* WRITTEN EXERCISE *
Please restate the following records word for word.

* RAW DATA *
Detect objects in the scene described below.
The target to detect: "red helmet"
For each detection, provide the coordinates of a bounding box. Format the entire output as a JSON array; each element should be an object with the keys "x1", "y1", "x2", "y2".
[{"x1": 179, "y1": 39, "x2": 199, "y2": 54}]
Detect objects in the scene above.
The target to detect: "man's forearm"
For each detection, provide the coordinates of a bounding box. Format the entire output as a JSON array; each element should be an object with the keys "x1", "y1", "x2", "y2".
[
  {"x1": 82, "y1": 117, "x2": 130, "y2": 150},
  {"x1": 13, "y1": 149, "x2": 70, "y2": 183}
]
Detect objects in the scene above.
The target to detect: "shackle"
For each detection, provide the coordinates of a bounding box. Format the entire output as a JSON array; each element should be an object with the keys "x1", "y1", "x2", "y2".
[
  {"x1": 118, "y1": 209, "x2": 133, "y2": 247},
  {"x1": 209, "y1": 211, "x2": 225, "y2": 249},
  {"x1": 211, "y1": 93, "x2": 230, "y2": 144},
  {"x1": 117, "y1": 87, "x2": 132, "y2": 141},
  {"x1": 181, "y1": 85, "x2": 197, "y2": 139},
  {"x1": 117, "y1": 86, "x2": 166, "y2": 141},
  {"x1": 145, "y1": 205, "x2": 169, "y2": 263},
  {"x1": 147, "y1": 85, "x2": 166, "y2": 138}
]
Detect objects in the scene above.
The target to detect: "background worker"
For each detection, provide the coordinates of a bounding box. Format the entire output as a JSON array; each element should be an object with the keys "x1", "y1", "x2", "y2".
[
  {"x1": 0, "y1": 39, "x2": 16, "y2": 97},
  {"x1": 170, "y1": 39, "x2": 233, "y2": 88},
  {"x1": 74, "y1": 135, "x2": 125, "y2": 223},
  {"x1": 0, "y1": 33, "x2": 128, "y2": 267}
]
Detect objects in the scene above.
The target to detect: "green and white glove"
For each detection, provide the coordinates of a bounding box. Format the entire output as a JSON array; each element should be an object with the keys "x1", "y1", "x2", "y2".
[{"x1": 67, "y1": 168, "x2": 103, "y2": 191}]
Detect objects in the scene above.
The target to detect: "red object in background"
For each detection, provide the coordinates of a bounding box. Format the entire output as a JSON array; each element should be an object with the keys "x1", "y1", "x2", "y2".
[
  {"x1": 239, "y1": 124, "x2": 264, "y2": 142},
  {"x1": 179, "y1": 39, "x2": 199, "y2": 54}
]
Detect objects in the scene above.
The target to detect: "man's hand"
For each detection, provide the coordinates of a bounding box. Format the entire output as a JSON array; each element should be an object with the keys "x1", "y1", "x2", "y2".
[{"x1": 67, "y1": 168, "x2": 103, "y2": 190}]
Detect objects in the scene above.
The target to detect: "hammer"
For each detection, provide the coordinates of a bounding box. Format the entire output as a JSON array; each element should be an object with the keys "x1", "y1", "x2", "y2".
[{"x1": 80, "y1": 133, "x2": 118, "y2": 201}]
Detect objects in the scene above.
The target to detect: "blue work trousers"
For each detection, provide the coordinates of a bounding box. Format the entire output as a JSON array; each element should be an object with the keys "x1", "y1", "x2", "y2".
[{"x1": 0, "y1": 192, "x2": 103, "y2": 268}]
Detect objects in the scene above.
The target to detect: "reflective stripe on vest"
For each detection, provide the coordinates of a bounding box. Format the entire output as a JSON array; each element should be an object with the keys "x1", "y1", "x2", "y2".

* FULL OUTPUT *
Detect objects in the scene described below.
The target to detect: "red helmet"
For each detection, provide the coordinates of a bounding box. Format the entire output as a JSON array; each element should be an object with the keys "x1", "y1", "x2", "y2".
[{"x1": 179, "y1": 39, "x2": 199, "y2": 54}]
Detect objects in the scene above.
The target to detect: "man's forearm"
For each detection, provide the coordinates of a bounding box. Format the entire output as a JSON array; each element should be an object with the keys "x1", "y1", "x2", "y2".
[
  {"x1": 82, "y1": 117, "x2": 130, "y2": 150},
  {"x1": 13, "y1": 149, "x2": 70, "y2": 183}
]
Detect objects in the scene above.
The target to detect: "shackle"
For each detection, provide the coordinates of a bounding box. Format the entire output as a JSON array; each element should be an object with the keys "x1", "y1", "x2", "y2".
[
  {"x1": 118, "y1": 209, "x2": 133, "y2": 247},
  {"x1": 209, "y1": 211, "x2": 225, "y2": 249},
  {"x1": 211, "y1": 93, "x2": 230, "y2": 144},
  {"x1": 117, "y1": 87, "x2": 132, "y2": 141},
  {"x1": 181, "y1": 85, "x2": 197, "y2": 139},
  {"x1": 117, "y1": 86, "x2": 166, "y2": 141},
  {"x1": 145, "y1": 205, "x2": 169, "y2": 263},
  {"x1": 147, "y1": 85, "x2": 166, "y2": 138}
]
Detect objects in the scene above.
The target to detect: "background worker"
For each detection, provide the coordinates of a bounding box. Format the entire output as a JSON array; each element should be an object with the keys "x1", "y1", "x2", "y2".
[
  {"x1": 0, "y1": 39, "x2": 16, "y2": 97},
  {"x1": 170, "y1": 39, "x2": 233, "y2": 88},
  {"x1": 74, "y1": 135, "x2": 125, "y2": 223},
  {"x1": 0, "y1": 33, "x2": 128, "y2": 267}
]
Detect objects in the scene above.
The target to detect: "green and white glove"
For each detection, provide the coordinates of a bounding box. Format the entire output as a JSON array; each element should be an object with the keys "x1", "y1", "x2", "y2".
[{"x1": 67, "y1": 168, "x2": 103, "y2": 191}]
Detect objects in the scene above.
The target to detect: "red object in background"
For each detection, provide the coordinates of a bounding box. Format the entire output as a JSON array; each element should be an object with the keys "x1", "y1", "x2", "y2".
[
  {"x1": 239, "y1": 124, "x2": 264, "y2": 142},
  {"x1": 179, "y1": 39, "x2": 199, "y2": 54}
]
Detect objects in the scene above.
The target to detect: "man's hand"
For each detection, provide the coordinates of a bounding box. Format the entire output as a JSON array; each element should be an object with the keys "x1", "y1", "x2", "y2".
[{"x1": 67, "y1": 168, "x2": 103, "y2": 190}]
Detect objects in the scene above.
The target to detect: "hammer"
For each detection, provide the coordinates of a bounding box. Format the entire output as a JSON array; each element should be an object with the keys "x1", "y1", "x2", "y2".
[{"x1": 80, "y1": 133, "x2": 118, "y2": 201}]
Detect objects in the scene above.
The target to detect: "blue work trousers"
For each detection, provide the coordinates of a bounding box. Format the entire output as a JSON array; each element should be an object with the keys "x1", "y1", "x2", "y2".
[{"x1": 0, "y1": 192, "x2": 103, "y2": 268}]
Detect objects in the scene above.
The target to detect: "reflective stripe on vest"
For each detection, provide the coordinates of a bounding box. Format the entire output as a JSON array; each element should be an object with the keys "x1", "y1", "x2", "y2".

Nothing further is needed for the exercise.